Actually, the practice of using loudspeakers at religious places is an issue which all religious communities need to ponder over to respect each other’s sensitivities. In several countries, religion is a private affair for all religious communities. Many Muslims believe that religion is a very personal thing, which needs to be cherished within and not necessarily displayed in the public. However, according to Khwaja Shams, a Supreme Court lawyer, a religion exists both in personal and public space. Our Constitution guarantees the state’s responsibility to protect people’s beliefs.
This factually correct view is taken by a majority of Indian Muslims. Unfortunately, in India religious identity of Indian Muslims has become more important than their nationality. Various factors are responsible for it including certain Islamic clerics who have failed to guide the community with the changing times. This trend is increasingly pushing the Indian Muslims to the brink of both social and political irrelevance. It is now well accepted among scholars of Islam that tradition and modernity are not inherently opposed.
Instead of approaching tradition as a field of discourses, types of knowledge, and norms that become irrelevant or outdated in the wake of modernity, it is more accurate to approach tradition as a continuing moral argument that has undergone particular shifts and transformations in new political and institutional conditions. The survival formula for Indian Muslims should be assimilation and not segregation.

**TASK DETAILS**
Answer these questions using the passage about loudspeakers at religious places:
1. What is Khwaja Shams's profession?
2. What is now well accepted among scholars of Islam?
3. What should the survival formula for Indian Muslims be?

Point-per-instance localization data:

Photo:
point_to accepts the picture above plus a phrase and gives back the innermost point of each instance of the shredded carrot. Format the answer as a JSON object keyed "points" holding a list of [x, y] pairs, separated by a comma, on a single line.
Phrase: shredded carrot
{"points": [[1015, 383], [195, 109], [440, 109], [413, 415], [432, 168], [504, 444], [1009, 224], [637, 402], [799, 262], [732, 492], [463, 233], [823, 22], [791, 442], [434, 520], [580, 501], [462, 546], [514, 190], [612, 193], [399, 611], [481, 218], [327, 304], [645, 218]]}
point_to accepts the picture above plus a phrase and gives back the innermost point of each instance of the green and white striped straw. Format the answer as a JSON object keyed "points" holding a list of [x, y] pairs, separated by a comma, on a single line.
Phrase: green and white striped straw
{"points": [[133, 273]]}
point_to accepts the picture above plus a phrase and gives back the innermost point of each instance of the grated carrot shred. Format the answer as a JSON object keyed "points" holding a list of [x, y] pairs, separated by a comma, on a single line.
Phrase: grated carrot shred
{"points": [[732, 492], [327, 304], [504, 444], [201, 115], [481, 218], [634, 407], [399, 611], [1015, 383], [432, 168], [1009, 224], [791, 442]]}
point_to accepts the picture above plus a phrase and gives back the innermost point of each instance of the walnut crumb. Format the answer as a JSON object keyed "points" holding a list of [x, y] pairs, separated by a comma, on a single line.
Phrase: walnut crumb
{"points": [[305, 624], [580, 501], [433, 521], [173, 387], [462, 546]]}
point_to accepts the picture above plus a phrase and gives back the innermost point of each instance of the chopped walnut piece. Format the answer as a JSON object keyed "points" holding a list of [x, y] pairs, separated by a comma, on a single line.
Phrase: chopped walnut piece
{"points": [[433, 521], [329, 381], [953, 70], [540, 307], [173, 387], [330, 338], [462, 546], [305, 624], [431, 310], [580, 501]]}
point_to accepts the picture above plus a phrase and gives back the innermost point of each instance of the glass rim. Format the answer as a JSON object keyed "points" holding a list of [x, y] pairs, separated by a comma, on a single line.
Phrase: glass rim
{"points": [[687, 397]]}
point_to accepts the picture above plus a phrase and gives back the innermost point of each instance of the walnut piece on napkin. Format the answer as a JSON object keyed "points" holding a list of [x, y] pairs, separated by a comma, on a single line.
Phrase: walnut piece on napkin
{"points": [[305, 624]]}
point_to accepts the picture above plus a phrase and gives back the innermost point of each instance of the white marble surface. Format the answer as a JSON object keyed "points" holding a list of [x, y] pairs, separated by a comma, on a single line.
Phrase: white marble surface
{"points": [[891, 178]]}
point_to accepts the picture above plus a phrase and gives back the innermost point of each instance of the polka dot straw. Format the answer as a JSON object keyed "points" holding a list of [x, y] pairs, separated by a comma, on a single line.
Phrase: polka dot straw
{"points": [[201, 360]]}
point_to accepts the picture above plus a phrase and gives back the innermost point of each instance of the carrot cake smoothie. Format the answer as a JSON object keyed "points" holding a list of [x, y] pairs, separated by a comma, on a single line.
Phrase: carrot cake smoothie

**RESULT OF THE TASK**
1. He is a Supreme Court lawyer.
2. Tradition and modernity are not inherently opposed.
3. Assimilation and not segregation.